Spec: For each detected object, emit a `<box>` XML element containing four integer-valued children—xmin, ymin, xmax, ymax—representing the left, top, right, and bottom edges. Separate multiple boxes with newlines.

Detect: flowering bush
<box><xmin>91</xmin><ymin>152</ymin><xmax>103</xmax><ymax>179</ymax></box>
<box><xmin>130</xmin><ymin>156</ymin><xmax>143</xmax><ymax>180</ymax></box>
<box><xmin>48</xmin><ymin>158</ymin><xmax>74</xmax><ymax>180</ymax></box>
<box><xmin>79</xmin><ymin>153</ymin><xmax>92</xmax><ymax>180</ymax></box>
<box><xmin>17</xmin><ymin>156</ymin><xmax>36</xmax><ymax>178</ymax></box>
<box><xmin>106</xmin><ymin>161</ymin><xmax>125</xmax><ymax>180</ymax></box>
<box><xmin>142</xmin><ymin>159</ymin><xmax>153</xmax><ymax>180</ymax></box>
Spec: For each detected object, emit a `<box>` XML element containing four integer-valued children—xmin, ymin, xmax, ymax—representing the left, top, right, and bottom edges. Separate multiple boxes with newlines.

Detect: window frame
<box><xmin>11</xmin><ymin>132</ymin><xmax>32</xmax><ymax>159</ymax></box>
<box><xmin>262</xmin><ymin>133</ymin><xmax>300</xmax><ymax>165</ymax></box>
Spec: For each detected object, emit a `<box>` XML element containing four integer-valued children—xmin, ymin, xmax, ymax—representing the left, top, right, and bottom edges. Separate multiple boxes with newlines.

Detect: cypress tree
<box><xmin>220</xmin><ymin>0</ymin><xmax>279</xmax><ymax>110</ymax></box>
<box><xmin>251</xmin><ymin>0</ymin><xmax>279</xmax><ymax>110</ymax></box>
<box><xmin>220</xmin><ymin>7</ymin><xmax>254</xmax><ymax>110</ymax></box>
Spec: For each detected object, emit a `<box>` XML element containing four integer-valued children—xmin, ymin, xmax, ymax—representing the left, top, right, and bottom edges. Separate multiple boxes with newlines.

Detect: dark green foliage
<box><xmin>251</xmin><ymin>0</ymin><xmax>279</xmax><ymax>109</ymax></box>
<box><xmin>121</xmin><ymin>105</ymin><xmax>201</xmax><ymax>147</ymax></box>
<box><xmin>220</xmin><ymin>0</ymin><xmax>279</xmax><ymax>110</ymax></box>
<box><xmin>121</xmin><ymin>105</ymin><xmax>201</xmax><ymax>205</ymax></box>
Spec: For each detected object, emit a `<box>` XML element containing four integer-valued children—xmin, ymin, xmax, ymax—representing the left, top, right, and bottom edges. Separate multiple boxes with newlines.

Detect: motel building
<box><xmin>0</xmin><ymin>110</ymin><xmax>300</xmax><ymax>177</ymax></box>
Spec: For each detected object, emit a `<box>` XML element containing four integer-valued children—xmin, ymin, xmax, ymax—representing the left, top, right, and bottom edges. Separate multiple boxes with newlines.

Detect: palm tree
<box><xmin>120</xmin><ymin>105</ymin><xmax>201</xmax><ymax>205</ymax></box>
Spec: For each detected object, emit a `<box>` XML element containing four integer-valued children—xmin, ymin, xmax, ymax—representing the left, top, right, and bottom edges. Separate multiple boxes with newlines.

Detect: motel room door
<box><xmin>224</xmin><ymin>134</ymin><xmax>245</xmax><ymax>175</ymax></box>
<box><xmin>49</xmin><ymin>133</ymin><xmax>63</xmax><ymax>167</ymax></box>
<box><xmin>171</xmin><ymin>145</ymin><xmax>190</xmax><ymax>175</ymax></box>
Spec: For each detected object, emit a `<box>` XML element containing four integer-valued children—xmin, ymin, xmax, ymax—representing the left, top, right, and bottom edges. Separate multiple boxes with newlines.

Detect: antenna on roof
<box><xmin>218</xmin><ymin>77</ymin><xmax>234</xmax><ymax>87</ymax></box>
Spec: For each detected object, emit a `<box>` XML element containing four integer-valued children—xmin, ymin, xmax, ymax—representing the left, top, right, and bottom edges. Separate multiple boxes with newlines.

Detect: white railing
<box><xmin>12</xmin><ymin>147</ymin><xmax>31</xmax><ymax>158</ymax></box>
•••••
Count the lines above that contain the word "motel", treating case as significant, and reply with only the number.

2